However, if you have found yourself on this blog, it is probable that you have some lingering questions regarding this tax deduction, like:

  • What can you claim and what receipts should you be keeping?
  • Can you still claim expenses if you will receive a reimbursement?
  • How much can you deduct on your tax return?

 

What can you claim and what receipts should you be keeping safe?

Moving expenses are a highly reviewed tax deduction – and as such, it is important that you save all the support you need in the event that CRA requests supporting documentation.

These are some of the receipts/documents that you should avoid tossing in the bin:

  • Sold (or selling) your old house, and buying a new one?

The following are claimable expenses:

Old House:

  1. Advertising Costs
  2. Legal Fees
  3. Real Estate Commission

New House:

  1. Legal Fees
  2. Land Transfer Taxes
  3. Title Registration

The above expenses should be explicitly outlined in your legal sale and purchase documents. Be sure to keep copies on hand to provide to your accountant come Tax Season.

Material supplied —
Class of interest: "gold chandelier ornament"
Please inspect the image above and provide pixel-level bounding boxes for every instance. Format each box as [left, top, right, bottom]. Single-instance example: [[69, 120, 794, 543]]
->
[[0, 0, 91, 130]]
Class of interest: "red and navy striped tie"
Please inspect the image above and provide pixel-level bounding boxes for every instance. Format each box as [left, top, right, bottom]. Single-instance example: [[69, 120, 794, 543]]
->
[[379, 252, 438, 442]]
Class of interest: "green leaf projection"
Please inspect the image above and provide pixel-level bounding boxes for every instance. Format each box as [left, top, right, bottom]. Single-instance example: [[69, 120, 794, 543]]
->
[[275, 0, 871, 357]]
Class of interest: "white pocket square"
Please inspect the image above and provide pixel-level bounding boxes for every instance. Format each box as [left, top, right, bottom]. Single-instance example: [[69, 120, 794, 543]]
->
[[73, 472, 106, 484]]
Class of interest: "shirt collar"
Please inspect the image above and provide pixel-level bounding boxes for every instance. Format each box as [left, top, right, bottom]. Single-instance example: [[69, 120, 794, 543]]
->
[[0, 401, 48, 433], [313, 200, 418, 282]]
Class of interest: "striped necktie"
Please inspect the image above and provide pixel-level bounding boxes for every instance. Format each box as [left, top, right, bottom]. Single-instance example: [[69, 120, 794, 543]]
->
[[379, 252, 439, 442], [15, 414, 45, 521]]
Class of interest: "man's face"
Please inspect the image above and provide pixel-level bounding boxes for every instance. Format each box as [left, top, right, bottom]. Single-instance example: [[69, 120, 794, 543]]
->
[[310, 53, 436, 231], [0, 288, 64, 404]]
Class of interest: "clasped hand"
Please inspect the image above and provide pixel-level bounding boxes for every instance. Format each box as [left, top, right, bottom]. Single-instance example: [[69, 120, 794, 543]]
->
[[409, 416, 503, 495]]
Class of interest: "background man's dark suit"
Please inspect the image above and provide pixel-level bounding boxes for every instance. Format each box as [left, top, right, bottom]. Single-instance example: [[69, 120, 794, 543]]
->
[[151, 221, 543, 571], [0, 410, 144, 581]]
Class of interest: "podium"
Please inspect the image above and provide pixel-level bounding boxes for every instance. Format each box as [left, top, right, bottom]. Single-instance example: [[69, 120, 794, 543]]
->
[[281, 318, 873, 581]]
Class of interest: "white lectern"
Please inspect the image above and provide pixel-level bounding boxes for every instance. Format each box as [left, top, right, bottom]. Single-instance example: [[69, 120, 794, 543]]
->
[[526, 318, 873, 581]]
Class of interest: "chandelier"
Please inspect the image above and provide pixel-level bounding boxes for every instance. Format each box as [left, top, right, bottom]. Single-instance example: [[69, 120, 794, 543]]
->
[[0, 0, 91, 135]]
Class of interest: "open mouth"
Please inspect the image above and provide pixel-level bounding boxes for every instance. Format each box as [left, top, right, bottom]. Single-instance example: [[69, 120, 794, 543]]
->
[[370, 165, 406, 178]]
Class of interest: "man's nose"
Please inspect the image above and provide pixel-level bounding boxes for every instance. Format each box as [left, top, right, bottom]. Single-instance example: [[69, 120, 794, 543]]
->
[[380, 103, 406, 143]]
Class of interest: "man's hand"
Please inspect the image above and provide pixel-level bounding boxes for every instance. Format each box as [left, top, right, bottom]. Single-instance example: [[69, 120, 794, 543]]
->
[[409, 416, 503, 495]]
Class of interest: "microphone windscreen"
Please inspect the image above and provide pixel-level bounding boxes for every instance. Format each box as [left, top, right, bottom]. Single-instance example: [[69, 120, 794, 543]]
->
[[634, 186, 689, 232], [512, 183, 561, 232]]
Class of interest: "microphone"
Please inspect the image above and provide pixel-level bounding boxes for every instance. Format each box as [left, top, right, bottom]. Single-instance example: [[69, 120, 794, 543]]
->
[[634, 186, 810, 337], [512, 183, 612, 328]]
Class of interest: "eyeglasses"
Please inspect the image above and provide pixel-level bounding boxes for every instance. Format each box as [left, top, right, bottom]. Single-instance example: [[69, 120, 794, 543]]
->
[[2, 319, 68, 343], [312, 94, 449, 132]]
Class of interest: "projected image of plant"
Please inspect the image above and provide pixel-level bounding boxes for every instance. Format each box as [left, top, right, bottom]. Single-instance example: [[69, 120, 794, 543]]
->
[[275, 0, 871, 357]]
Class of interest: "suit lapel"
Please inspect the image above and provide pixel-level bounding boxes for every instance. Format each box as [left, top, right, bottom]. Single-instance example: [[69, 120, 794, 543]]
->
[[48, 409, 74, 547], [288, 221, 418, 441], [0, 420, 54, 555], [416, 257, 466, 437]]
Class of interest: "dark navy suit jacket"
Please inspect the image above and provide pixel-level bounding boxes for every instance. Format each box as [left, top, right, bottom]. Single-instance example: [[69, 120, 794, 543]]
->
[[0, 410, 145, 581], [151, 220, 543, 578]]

Tasks for this exercise —
A: Reproduce everything in the moving-expenses text from "However, if you" down to "your tax return?".
B: Answer these from the moving-expenses text:
(i) Which agency may request supporting documentation for moving expenses?
(ii) What three claimable expenses are listed for the old house?
(iii) In which documents should the listed house expenses be explicitly outlined?
C: Please continue the moving-expenses text from the point where it stops.

Results by task —
A:
However, if you have found yourself on this blog, it is probable that you have some lingering questions regarding this tax deduction, like:

  • What can you claim and what receipts should you be keeping?
  • Can you still claim expenses if you will receive a reimbursement?
  • How much can you deduct on your tax return?

B:
(i) CRA.
(ii) Advertising costs, legal fees, and real estate commission.
(iii) In your legal sale and purchase documents.

C:
  • Driving to your new home?
    • Vehicle Expenses (including gas)
      • While you can opt to keep every receipt for moving related vehicle expenses, you may instead claim an amount based on a “simplified” calculation. This simplified calculation is based on a per kilometre rate and allows you to keep track of your odometer instead of logging every gas station receipt.
      • Note – you may still be asked to provide some support for the “simplified” claim, but this is not common.
    • Meal Expenses
      • Like vehicle expenses, you can use a “simplified” calculation for claiming meal expenses incurred while travelling to your new home. Meal expenses are based on a flat rate per person per day.
      • Note – you may still be asked to provide some support for the “simplified” claim, but this is not common.
    •  Hotel Accommodations
      • The cost of temporary accommodations related to your move may be claimable up to a maximum of 15 days.
    •  Moving/Storage Fees
      • Expenses incurred in order to move your household items to your new home, such as packing, hauling, movers, and in-transit storage, are claimable on your personal tax return.

Can you still claim expenses if you will receive a reimbursement for moving expenses?

If you will be reimbursed for your moving expenses, you can only claim a deduction for eligible expenses if:

  • The reimbursement will be included in your taxable income. In which case, you are typically able to claim all eligible expenses as normal.

OR

  • If the amount will not be included in your taxable income, you must reduce your claim by the amounts that will be reimbursed.

 

How much can you deduct on your tax return?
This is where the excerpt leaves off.